**STATED PROBLEM:** Please rewrite the listing from the line holding "find sea spray" through the end of the listing, inclusive, with "sea spray" changed to "ocean mist" and everything else left as it is.
## Begin
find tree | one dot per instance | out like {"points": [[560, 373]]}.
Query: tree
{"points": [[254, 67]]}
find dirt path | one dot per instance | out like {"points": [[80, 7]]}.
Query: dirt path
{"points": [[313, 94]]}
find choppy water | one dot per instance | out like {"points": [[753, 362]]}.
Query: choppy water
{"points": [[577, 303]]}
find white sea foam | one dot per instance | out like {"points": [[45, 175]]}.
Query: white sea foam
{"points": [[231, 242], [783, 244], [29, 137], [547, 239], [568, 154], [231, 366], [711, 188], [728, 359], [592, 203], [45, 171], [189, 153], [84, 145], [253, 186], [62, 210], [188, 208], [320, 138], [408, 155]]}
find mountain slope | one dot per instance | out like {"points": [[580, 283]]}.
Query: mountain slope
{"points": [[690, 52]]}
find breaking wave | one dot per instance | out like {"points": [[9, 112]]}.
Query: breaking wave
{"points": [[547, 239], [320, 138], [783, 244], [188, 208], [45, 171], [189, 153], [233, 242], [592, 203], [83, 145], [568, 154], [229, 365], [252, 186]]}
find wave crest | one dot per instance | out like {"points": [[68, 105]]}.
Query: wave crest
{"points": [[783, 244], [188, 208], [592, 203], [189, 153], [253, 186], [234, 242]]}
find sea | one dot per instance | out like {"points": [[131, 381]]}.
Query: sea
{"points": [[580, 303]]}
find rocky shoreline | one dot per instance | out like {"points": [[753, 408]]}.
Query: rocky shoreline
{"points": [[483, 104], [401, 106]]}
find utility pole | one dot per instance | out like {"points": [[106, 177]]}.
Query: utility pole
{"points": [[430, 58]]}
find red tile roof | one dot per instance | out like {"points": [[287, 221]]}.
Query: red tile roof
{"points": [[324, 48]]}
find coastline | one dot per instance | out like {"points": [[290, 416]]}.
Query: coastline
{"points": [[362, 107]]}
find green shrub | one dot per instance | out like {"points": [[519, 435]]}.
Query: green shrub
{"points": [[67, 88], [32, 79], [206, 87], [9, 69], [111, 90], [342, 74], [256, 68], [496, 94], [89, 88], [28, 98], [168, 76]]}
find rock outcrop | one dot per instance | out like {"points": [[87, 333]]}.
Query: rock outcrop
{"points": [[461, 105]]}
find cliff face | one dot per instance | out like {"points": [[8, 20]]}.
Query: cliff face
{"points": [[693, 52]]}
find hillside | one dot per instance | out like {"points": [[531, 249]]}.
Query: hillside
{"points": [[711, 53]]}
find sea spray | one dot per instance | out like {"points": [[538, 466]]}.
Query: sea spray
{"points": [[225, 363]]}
## End
**SOLUTION TO THE PROBLEM:**
find ocean mist | one dot per instance | out like {"points": [[538, 466]]}.
Query: ocean mist
{"points": [[225, 363]]}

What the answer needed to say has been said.